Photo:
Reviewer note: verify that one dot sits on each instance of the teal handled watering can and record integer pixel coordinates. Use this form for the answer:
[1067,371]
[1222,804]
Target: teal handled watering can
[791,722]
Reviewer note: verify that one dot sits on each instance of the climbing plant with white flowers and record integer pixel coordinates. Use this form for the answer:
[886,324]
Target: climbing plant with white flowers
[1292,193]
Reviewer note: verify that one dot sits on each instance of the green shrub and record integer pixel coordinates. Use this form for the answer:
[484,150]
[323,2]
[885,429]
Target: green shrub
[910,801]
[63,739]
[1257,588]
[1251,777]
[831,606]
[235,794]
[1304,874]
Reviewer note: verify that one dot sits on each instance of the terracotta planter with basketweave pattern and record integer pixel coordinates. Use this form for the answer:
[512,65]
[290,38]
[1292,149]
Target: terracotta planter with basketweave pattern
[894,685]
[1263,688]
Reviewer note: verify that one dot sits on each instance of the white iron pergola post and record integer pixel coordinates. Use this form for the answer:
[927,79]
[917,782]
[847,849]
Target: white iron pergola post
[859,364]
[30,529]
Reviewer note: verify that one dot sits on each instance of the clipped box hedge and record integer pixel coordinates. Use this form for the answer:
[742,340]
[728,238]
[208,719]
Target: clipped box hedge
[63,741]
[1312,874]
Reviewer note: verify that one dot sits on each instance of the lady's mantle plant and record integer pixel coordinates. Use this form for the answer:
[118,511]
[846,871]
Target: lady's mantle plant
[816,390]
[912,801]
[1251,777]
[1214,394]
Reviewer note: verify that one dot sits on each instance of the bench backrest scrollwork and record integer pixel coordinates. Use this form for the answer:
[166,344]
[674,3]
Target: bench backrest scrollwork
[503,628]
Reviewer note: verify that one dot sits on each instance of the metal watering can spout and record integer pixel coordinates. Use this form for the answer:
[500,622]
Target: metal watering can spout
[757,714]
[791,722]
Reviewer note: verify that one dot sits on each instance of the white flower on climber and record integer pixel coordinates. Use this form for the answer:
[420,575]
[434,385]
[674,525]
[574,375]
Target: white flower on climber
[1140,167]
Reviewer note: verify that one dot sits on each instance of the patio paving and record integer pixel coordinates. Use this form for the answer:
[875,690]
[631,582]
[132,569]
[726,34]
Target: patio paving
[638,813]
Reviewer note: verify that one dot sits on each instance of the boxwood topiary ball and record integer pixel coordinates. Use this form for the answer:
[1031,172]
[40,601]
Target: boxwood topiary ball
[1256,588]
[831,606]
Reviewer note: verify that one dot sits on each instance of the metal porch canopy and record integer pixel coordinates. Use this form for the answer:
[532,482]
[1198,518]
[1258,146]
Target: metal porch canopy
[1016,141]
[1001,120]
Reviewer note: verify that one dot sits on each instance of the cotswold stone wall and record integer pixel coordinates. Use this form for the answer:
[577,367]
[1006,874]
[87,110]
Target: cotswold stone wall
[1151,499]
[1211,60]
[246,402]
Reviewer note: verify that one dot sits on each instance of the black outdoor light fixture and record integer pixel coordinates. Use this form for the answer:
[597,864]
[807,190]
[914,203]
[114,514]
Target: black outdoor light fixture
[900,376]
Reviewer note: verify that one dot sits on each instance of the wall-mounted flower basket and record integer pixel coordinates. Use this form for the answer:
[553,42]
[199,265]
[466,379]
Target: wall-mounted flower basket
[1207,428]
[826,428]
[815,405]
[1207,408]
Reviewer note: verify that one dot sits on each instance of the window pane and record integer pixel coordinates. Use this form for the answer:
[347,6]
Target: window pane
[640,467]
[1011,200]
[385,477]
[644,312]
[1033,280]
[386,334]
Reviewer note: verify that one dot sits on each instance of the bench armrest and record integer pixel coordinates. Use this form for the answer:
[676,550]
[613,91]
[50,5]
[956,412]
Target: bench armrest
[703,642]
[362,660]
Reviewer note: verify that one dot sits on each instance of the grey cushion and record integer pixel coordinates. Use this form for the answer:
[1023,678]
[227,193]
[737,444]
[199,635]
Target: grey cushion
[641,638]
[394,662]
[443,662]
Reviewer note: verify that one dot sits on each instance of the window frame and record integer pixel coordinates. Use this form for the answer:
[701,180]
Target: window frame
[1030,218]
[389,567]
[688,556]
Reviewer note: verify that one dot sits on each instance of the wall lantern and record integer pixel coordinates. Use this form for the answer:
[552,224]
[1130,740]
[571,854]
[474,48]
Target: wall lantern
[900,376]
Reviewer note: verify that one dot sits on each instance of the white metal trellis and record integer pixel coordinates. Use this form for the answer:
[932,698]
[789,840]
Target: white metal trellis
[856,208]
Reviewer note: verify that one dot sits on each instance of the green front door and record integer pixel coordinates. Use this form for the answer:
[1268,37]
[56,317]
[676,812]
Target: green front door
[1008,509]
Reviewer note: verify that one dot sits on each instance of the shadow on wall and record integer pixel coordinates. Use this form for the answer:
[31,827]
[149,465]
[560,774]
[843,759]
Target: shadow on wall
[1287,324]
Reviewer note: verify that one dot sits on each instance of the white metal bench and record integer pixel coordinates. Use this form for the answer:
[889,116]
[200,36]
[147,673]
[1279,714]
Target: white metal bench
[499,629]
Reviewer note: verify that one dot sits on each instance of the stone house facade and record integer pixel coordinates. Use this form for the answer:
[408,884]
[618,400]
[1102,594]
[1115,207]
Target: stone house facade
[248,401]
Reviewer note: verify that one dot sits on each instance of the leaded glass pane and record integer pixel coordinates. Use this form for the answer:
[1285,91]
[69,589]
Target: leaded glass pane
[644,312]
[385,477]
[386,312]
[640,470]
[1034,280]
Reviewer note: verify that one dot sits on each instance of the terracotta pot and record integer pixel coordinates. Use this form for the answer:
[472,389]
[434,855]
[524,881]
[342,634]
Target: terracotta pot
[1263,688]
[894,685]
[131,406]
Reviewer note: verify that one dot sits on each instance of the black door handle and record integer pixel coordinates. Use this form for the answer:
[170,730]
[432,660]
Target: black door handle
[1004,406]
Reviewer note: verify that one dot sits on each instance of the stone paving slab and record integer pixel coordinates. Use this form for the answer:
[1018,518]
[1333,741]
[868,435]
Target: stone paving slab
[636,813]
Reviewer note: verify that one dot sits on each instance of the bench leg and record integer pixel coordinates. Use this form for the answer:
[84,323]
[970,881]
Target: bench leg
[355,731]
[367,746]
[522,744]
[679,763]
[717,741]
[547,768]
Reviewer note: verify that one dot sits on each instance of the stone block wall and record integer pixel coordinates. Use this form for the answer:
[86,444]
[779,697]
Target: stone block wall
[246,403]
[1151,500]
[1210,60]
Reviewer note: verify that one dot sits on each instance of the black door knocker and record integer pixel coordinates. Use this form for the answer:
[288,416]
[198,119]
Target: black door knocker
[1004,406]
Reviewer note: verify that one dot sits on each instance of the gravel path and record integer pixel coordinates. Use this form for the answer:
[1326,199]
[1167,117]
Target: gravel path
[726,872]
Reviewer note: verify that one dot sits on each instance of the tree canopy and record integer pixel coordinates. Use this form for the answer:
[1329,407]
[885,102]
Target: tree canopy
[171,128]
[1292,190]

**ACTIVITY**
Exact duplication of all the data above is expected.

**RESULT OF THE EXERCISE**
Photo:
Reviewer note: verify that one dot sits on each instance of the teal handled watering can and record integer pixel coordinates. Use this form for the answer:
[1067,371]
[1222,804]
Target: teal handled watering can
[791,722]
Reviewer note: verify that one dot sits on each instance of the climbing plant with white flowers and record integer pixel coordinates. Use this form for the answer:
[886,324]
Target: climbing plant with white flowers
[1292,193]
Reviewer note: verify that one dot sits on each instance of the green shrub and record integer pixel coordinates. Use this form for the answer:
[484,150]
[323,2]
[885,429]
Target: green shrub
[910,801]
[63,739]
[1257,588]
[1251,777]
[831,606]
[235,794]
[1304,874]
Reviewer note: verify that one dot sits on each instance of the terracotta planter with basketweave pattern and record integer pixel coordinates. Use this form for the answer:
[512,65]
[290,38]
[1292,149]
Target: terracotta planter with basketweave pattern
[894,685]
[1263,688]
Reviewer note: verify that one dot sits on each instance of the white iron pergola post and record integer pixel coordinates. Use this form for the answer:
[927,79]
[917,782]
[847,849]
Target: white iron pergola post
[859,364]
[30,529]
Reviewer note: verify that one dot sits on each instance of the clipped box hedge and record integer pixel coordinates. Use this form for the answer:
[742,340]
[728,238]
[208,719]
Target: clipped box hedge
[63,741]
[1312,874]
Reviewer note: verify that one dot sits on each instance of the lady's mantle plant and record integer pixel coordinates. Use this form for the answer:
[118,511]
[846,871]
Target: lady's mantle plant
[816,390]
[912,801]
[1251,777]
[1214,394]
Reviewer note: verify that one dot sits on each instance of the bench backrest scrollwork and record integer pixel coordinates. Use this form for the answer:
[166,344]
[674,3]
Target: bench backrest scrollwork
[503,628]
Reviewer note: verify that one dot sits on each instance of the metal watering can spout and record integer pixel coordinates. Use this form for the answer:
[500,622]
Target: metal watering can spout
[757,714]
[791,722]
Reviewer note: verify that one dot sits on each instance of the white flower on climber and record integer pixel coordinates. Use this form for the answer:
[420,575]
[434,385]
[674,525]
[574,375]
Target: white flower on climber
[1140,167]
Reviewer note: verify that one dot sits on each instance of the patio paving and record integer pixel coordinates. Use this form for the answer:
[875,690]
[631,582]
[132,569]
[726,34]
Target: patio paving
[638,813]
Reviewer note: verify that one dot sits on each instance of the boxwood topiary ball and record integer pixel coordinates. Use this form for the answer:
[1031,172]
[40,601]
Target: boxwood topiary ball
[1256,588]
[831,606]
Reviewer note: verify that one dot sits on each instance of the metal porch canopy and record integer pixel coordinates. Use this form for the answer:
[532,482]
[1198,518]
[1258,146]
Target: metal porch canopy
[1016,141]
[1001,120]
Reviewer note: verify that one dot sits on each instance of the cotswold stone wall and record integer pixel coordinates. Use this form for the answer:
[577,367]
[1006,874]
[87,110]
Target: cotswold stone wall
[1151,499]
[1211,60]
[246,402]
Reviewer note: verify that one dot sits on each instance of the black outdoor light fixture and record integer pixel coordinates. Use this form for the answer:
[597,864]
[807,190]
[914,203]
[114,514]
Target: black outdoor light fixture
[900,376]
Reviewer note: verify that one dot sits on each instance of the wall-mounted flower basket and record integer pixel coordinates. Use this form for the answer:
[553,42]
[199,265]
[466,379]
Target: wall-mounted flower basket
[1207,428]
[826,428]
[815,405]
[1207,408]
Reviewer note: verify that one dot sits on each instance of the window pane and record integer pixel coordinates. Use this form for the answer:
[347,6]
Target: window pane
[640,467]
[1011,200]
[385,477]
[644,312]
[1033,280]
[386,334]
Reviewer note: verify that one dot sits on each instance of the bench armrest and record integer pixel coordinates. Use this form for the answer:
[676,550]
[613,91]
[50,5]
[956,412]
Target: bench armrest
[703,642]
[362,660]
Reviewer note: verify that one dot sits on each instance of the grey cushion and record integer pixel coordinates. Use this form for the answer:
[1023,678]
[227,193]
[737,444]
[199,635]
Target: grey cushion
[641,638]
[394,662]
[443,662]
Reviewer note: verify that one dot sits on each instance of the window frame and record integer pixel coordinates. Use this form for the answer:
[701,180]
Target: window frame
[1030,218]
[389,567]
[688,556]
Reviewer note: verify that one dot sits on each instance of the wall lantern and record integer pixel coordinates. Use this form for the answer:
[552,224]
[1130,740]
[571,854]
[474,48]
Target: wall lantern
[900,376]
Reviewer note: verify that one dot sits on each instance of the white metal trellis and record integer pixel coordinates. Use this form for the answer:
[932,698]
[789,840]
Target: white metal trellis
[856,208]
Reviewer note: verify that one dot sits on each instance of the green front door and record integer pixel coordinates. Use this form for the answer:
[1268,37]
[56,317]
[676,812]
Target: green front door
[1008,509]
Reviewer note: verify that one dot sits on each instance of the shadow on wall and record integer pixel coordinates. Use this form for the answer:
[31,827]
[149,465]
[560,774]
[843,759]
Target: shadow on wall
[1287,324]
Reviewer note: verify that one dot sits on each instance of the white metal bench and record integer pixel coordinates. Use this form for the answer:
[889,116]
[200,36]
[147,673]
[1279,714]
Target: white metal bench
[499,629]
Reviewer note: verify that one dot sits on each instance of the stone house facade and record integer pixel coordinates. Use this form for the answer:
[408,884]
[618,400]
[1102,594]
[1115,207]
Target: stone house facade
[248,401]
Reviewer note: verify that one dot sits on each instance of the leaded glass pane and record integer pixel coordinates. Use this form for the answer:
[1285,91]
[69,589]
Target: leaded glass pane
[644,312]
[385,477]
[386,312]
[640,470]
[1034,280]
Reviewer note: verify that one dot sits on each instance of the terracotta pot and record integer pixel coordinates. Use this form for the answer:
[472,389]
[434,855]
[524,881]
[342,634]
Target: terracotta pot
[1263,688]
[894,685]
[131,406]
Reviewer note: verify that one dot sits on each instance of the black door handle and record integer pixel coordinates. Use this form for the answer:
[170,730]
[432,660]
Target: black door handle
[1004,406]
Reviewer note: verify that one dot sits on each instance of the stone paving slab and record integer pixel coordinates. Use this form for the answer:
[1018,518]
[1333,741]
[868,435]
Target: stone paving slab
[636,813]
Reviewer note: verify that one dot sits on each instance of the bench leg and record integer pixel coordinates. Use this form for the answer:
[84,323]
[970,881]
Target: bench leg
[355,731]
[367,746]
[522,744]
[679,763]
[717,741]
[547,768]
Reviewer note: verify that one dot sits on each instance of the stone block wall and record integer pixel coordinates. Use this form for the answer:
[86,444]
[779,697]
Target: stone block wall
[246,403]
[1151,500]
[1210,60]
Reviewer note: verify that one dot sits on each instance of the black door knocker and record integer pixel coordinates. Use this form for the answer:
[288,416]
[198,119]
Target: black door knocker
[1004,406]
Reviewer note: verify that one dot sits on each instance of the gravel path and record integer pixel coordinates. Use this form for the answer:
[1326,199]
[1167,117]
Target: gravel path
[726,872]
Reviewer note: verify that one dot sits on each instance of the tree canopy and record integer pixel coordinates. Use this form for the answer:
[1329,407]
[885,102]
Target: tree canopy
[171,128]
[1292,190]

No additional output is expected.